TASK DESCRIPTION »
In the records below, the relevant part opens with the line containing "Phrase: building facade" and closes with the line containing "Phrase: dog's black nose"; print that part exactly and only, without its pictures.

[[ TASK INPUTS open ]]

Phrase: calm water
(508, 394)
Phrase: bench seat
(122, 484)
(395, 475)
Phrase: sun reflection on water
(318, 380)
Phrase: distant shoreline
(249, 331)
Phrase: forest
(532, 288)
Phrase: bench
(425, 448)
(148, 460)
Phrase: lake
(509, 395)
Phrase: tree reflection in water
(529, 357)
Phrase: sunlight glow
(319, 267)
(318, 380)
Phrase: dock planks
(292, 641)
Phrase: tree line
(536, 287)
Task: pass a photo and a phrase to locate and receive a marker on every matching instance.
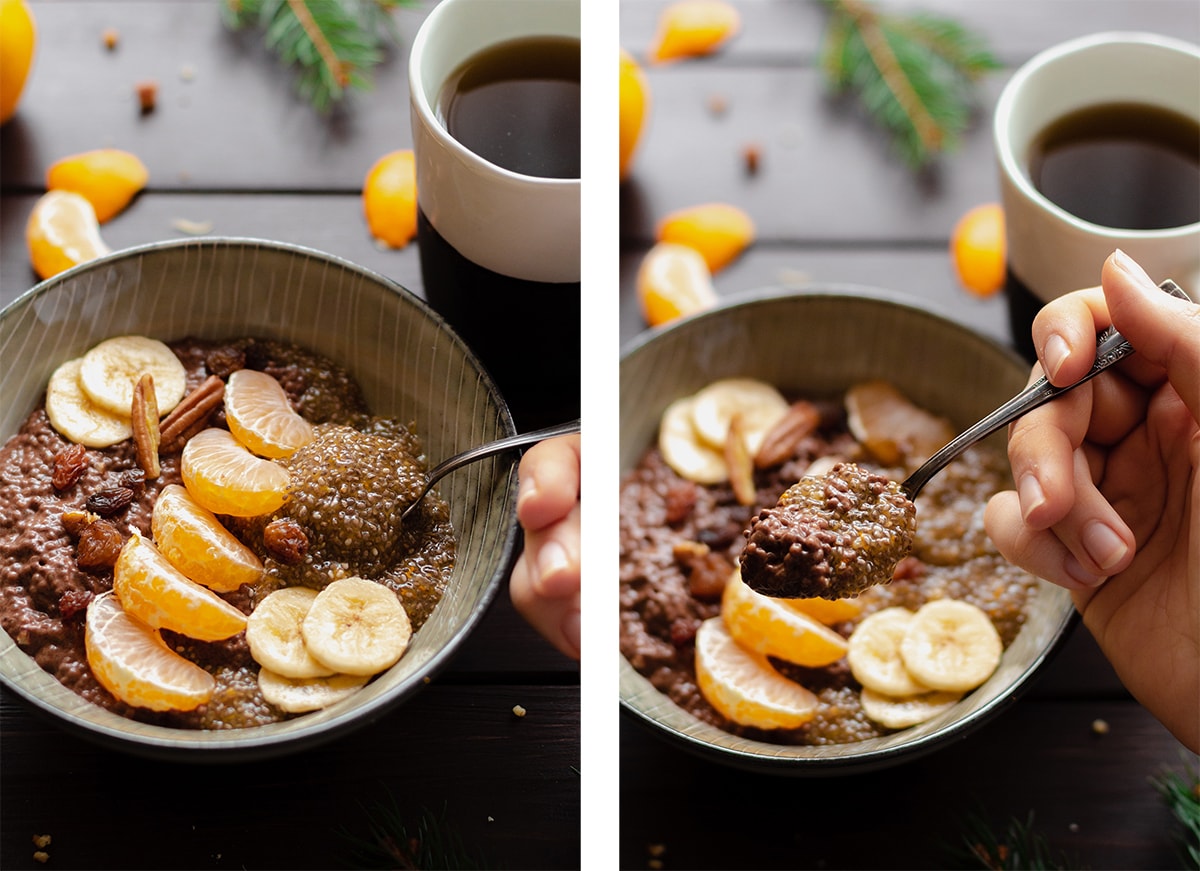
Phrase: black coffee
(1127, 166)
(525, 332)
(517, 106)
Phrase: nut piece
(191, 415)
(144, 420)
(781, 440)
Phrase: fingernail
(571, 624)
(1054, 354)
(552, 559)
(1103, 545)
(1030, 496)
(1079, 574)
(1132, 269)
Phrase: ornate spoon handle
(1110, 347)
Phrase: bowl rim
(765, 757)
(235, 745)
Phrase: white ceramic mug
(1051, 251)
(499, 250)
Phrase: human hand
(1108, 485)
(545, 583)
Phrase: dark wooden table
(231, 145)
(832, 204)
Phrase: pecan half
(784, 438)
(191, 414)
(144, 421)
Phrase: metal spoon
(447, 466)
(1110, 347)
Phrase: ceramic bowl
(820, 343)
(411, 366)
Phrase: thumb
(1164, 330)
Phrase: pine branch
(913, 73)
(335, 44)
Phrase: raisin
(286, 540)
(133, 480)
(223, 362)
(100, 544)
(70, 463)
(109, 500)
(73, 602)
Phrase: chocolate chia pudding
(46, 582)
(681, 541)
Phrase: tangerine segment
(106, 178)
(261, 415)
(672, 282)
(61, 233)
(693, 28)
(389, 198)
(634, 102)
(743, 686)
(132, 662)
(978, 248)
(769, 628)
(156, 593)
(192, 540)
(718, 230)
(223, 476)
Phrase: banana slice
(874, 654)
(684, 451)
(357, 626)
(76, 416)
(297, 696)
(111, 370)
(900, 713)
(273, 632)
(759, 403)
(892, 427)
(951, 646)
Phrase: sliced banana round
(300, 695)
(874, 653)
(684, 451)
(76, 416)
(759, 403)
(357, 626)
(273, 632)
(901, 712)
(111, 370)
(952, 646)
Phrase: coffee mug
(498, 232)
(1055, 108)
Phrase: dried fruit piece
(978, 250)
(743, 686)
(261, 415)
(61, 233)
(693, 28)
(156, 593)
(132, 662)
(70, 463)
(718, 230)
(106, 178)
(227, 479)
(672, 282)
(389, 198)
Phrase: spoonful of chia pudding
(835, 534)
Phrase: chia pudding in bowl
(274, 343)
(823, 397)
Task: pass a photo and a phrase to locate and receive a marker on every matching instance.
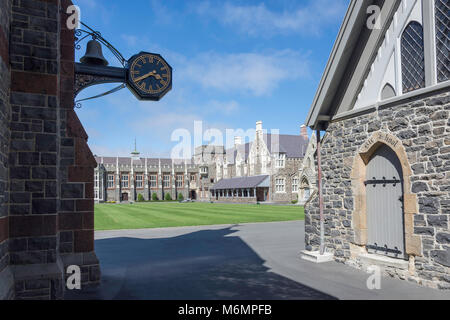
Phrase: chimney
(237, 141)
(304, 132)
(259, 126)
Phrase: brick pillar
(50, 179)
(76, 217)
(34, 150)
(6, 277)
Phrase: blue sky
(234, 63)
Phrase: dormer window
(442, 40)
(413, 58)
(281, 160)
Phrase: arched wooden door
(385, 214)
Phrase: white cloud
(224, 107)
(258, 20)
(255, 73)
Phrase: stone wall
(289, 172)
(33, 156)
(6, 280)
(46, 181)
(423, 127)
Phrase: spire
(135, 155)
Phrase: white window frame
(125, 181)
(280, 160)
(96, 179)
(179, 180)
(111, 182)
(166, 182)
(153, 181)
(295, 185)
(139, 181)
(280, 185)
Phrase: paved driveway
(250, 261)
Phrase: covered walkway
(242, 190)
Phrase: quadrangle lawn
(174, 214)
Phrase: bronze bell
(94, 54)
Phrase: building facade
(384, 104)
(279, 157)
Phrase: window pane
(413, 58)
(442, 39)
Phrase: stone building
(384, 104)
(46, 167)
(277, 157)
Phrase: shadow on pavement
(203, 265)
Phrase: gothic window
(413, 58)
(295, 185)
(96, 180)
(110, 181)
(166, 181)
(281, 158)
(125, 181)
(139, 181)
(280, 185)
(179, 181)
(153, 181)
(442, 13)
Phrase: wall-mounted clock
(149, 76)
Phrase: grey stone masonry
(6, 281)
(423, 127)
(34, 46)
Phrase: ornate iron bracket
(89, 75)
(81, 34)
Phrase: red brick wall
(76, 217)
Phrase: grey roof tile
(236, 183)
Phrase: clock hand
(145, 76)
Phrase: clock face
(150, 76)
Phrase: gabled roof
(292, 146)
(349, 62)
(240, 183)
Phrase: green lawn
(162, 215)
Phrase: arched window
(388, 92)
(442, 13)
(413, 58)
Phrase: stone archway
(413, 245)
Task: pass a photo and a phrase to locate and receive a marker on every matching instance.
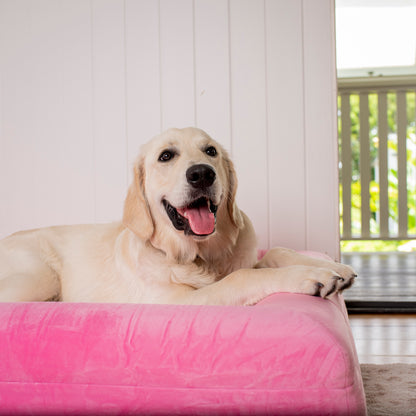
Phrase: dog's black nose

[[ TASK INPUTS closed ]]
[[ TASK INPUTS open ]]

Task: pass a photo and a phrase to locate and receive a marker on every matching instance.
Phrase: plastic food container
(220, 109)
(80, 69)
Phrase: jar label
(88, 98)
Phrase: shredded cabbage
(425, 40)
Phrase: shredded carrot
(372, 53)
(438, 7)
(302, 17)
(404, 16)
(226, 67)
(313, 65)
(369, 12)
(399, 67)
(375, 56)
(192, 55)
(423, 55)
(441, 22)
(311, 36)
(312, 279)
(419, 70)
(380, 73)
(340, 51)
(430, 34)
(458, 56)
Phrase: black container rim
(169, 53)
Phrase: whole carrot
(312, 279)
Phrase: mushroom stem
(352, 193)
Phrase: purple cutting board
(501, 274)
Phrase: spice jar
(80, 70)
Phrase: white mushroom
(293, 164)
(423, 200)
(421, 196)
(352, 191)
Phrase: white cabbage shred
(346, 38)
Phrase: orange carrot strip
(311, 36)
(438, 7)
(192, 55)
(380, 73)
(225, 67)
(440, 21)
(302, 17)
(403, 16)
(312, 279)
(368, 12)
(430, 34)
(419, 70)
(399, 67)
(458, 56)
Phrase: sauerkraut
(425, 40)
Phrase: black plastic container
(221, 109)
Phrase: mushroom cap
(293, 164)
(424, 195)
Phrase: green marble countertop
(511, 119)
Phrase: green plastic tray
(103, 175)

[[ TASK INPUTS closed ]]

THE ANSWER »
Phrase: building facade
(384, 104)
(279, 157)
Phrase: window pane
(413, 58)
(442, 39)
Phrase: stone building
(384, 104)
(46, 167)
(277, 157)
Phrase: shadow on pavement
(203, 265)
Phrase: gothic window
(413, 58)
(295, 185)
(96, 180)
(110, 181)
(166, 181)
(281, 158)
(125, 181)
(139, 181)
(280, 185)
(179, 181)
(153, 181)
(442, 13)
Phrase: wall-mounted clock
(149, 76)
Phrase: grey stone masonry
(6, 281)
(423, 127)
(34, 46)
Phrase: ornate iron bracket
(89, 75)
(81, 34)
Phrase: red brick wall
(76, 217)
Phrase: grey roof tile
(236, 183)
Phrase: clock hand
(145, 76)
Phrase: clock face
(150, 76)
Phrase: gabled roof
(292, 146)
(349, 62)
(240, 183)
Phrase: green lawn
(162, 215)
Phrase: arched window
(388, 92)
(442, 13)
(413, 58)
Phrase: stone archway
(413, 245)
Task: pass a photo and a phrase to locate and receive a marker on every matching instance.
Phrase: dog's black nose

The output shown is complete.